* [SOURCE DOCUMENT]:
>> start

My primary resource for most of this was the Onomastikon; secondary resources included Gustav Davidson's excellent A Dictionary of Angels and the even more amazing Saul M. Olyan's A Thousand Thousands Served Him: Exegesis and the Naming of Angels in Ancient Judaism. I didn't get to actually use that last book much, but that will change. It was very pleasant to sort through thousands of angel descriptions with traditional names when adding new angels or fallen angels to the game.

In addition, I associate a sense of awe with the names and descriptions of classical angelology; I also drew on M. Davidson's book when I wished to discuss celestial phenomena, such as the things the Creator bound to make Creation. (For reference, these were Azbogah, the Radiance that Destroys the Unrighteous, in whose heart the Creator planted the tree of worlds; N'mosnikttiel, the Fire that Swallows Worlds, raw material for the creation of the angels; and Narsinha, the Lightning that Dances on the Surface of the Abyss, reshaped to create the wall around Creation.)

Some specific setting features required careful thought as to their names. Ananda, discussed in a previous column, appeared as a concept long before he had a name. We needed something that would properly express the idea of "hope for the world". Bruce and I wrestled with this for some time before finding something properly suited to a conceptually key bright spot in the setting.

Ultimately, we raided Madeline L'Engle, who probably raided Hindu names, for "that joy in existence without which the universe would fall apart and collapse". Alternatives---naming him in ways that reflected simpler joy, or beauty, or the darker side of his nature---didn't suffice to capture what that name can: that beauty is vital in this world.

Similarly, the name of the divine entity embodying the Third Age (the current Age of the World) needed to say something fundamental about the setting. Here, I had more room for subtlety, as the Imperatrix of the Third Age is not a major character in the setting; I named her Attaris Ebrôt Appêka, in part for Attaris, the angel of winter. These are the closing days of the Nobilis world; either it will end entirely, or a new Spring will rise.

Nobilis has vast numbers of sample characters, which gave me a fairly free hand doing some basic diversification. Augusta Valentina, Bran Gainor, Cornelia Jansdr, Dyemma Insakovs, Fayola Osiagobare, Halland Geirr and Ienari Namika-in are some of the new sample characters; Nephele Nikolaidhis and Helissent de Reymes appear in the sample campaign; Jori Hullis, Kip Narekatski, and Rannen Yedidyah are quoted as "authors" of various related fictional texts. A large number of Indian names (including a few Hindu gods and demons) appear in a frame story running through the book.

Looking this over in retrospect, Chinese and Islamic names and probably a few others are underrepresented in the text; I should work on balancing that in the supplements. In any event, the basic design principle was very straightforward: try to scatter the new characters over a variety of nationalities, so that the game doesn't feel landlocked in America (or even England!)

>> end

* [GIVEN DATA]:
>> start

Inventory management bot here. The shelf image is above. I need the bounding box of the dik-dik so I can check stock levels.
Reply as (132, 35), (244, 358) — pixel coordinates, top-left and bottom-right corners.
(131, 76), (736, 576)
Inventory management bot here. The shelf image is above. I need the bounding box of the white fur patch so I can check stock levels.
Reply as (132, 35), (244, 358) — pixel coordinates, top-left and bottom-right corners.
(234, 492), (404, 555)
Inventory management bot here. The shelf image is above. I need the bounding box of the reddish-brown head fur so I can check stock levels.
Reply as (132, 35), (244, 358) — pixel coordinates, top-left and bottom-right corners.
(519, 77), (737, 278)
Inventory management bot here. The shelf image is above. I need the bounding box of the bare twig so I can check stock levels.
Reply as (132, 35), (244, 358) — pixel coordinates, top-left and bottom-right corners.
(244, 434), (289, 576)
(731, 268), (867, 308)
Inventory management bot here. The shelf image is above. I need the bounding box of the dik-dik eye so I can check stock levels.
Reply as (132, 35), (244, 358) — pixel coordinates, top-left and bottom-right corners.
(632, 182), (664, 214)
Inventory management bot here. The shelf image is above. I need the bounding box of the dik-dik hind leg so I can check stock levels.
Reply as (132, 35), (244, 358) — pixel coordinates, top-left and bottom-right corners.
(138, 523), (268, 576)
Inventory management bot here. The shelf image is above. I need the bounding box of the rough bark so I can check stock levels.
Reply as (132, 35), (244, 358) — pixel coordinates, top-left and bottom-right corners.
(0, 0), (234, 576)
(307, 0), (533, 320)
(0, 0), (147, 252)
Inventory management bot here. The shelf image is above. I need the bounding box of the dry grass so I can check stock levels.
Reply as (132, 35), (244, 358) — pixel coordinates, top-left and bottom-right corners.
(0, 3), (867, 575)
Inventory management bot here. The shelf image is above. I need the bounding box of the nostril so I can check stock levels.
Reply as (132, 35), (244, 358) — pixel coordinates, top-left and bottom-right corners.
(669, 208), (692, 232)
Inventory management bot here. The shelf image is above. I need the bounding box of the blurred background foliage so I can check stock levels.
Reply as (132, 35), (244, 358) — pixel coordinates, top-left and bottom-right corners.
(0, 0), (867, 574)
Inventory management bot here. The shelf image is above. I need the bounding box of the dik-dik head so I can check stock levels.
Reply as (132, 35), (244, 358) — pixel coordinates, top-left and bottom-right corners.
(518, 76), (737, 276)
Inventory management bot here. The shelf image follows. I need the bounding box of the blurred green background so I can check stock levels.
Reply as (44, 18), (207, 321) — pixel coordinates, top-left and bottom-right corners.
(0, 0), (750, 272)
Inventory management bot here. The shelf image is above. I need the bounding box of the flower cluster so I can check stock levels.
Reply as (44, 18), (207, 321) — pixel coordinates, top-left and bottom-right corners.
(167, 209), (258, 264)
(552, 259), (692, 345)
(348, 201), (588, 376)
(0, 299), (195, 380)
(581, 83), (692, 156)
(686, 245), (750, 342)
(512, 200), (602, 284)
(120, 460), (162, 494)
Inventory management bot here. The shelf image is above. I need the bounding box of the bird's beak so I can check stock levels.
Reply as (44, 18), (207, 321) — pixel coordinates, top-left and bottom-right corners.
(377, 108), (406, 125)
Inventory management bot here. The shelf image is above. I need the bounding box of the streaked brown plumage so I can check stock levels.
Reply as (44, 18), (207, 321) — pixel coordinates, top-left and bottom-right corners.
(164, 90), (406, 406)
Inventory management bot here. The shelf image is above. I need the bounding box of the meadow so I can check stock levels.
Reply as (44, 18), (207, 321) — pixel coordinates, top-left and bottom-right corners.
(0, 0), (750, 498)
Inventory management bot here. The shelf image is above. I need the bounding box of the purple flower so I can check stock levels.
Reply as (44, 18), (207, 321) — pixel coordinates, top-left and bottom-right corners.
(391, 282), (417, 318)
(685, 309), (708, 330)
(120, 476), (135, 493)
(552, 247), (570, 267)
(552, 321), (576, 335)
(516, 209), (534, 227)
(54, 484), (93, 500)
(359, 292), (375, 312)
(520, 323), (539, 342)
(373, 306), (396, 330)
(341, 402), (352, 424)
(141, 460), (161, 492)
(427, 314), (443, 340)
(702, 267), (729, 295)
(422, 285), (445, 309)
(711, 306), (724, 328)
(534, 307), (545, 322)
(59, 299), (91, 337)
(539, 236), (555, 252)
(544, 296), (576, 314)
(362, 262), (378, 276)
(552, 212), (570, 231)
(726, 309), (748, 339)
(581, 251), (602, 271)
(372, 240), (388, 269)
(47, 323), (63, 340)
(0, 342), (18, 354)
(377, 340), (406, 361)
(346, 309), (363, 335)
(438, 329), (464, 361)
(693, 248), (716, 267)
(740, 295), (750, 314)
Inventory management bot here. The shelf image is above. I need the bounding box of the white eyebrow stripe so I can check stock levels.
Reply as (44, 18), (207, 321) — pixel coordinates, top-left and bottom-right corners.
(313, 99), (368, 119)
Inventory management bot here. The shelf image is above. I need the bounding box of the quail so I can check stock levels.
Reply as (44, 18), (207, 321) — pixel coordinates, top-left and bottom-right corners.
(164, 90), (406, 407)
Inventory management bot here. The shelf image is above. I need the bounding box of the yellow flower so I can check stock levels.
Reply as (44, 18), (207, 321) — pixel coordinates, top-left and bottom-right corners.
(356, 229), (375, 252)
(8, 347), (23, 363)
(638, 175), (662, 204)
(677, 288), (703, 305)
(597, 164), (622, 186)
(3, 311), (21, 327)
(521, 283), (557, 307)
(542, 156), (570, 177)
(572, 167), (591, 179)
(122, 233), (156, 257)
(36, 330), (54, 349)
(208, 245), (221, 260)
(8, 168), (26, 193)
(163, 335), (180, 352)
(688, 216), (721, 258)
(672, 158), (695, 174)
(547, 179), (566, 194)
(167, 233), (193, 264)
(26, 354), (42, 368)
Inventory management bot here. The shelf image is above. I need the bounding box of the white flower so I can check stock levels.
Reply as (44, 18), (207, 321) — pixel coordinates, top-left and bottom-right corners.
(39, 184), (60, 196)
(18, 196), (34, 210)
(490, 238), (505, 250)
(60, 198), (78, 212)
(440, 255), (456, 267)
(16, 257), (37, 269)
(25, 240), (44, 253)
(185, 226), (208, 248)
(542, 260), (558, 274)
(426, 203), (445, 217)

>> end

* [WORK TO COMPLETE]:
A. Reproduce the stretch of the essay on naming in Nobilis from "My primary resource" through "to the game.".
B. Answer these questions from the essay on naming in Nobilis.
(i) What does the author name as the primary resource for most of the naming work?
(ii) Which of the things the Creator bound was reshaped to create the wall around Creation?
(iii) The name of the Imperatrix of the Third Age comes in part from which angel?
C. List every character the essay on naming in Nobilis names as one of the new sample characters.
Work from the essay on naming in Nobilis alone, not from the records.

* [EXPECTED RESULTS]:
A.
My primary resource for most of this was the Onomastikon; secondary resources included Gustav Davidson's excellent A Dictionary of Angels and the even more amazing Saul M. Olyan's A Thousand Thousands Served Him: Exegesis and the Naming of Angels in Ancient Judaism. I didn't get to actually use that last book much, but that will change. It was very pleasant to sort through thousands of angel descriptions with traditional names when adding new angels or fallen angels to the game.

B.
(i) The Onomastikon.
(ii) Narsinha, the Lightning that Dances on the Surface of the Abyss.
(iii) Attaris, the angel of winter.

C. Augusta Valentina, Bran Gainor, Cornelia Jansdr, Dyemma Insakovs, Fayola Osiagobare, Halland Geirr, Ienari Namika-in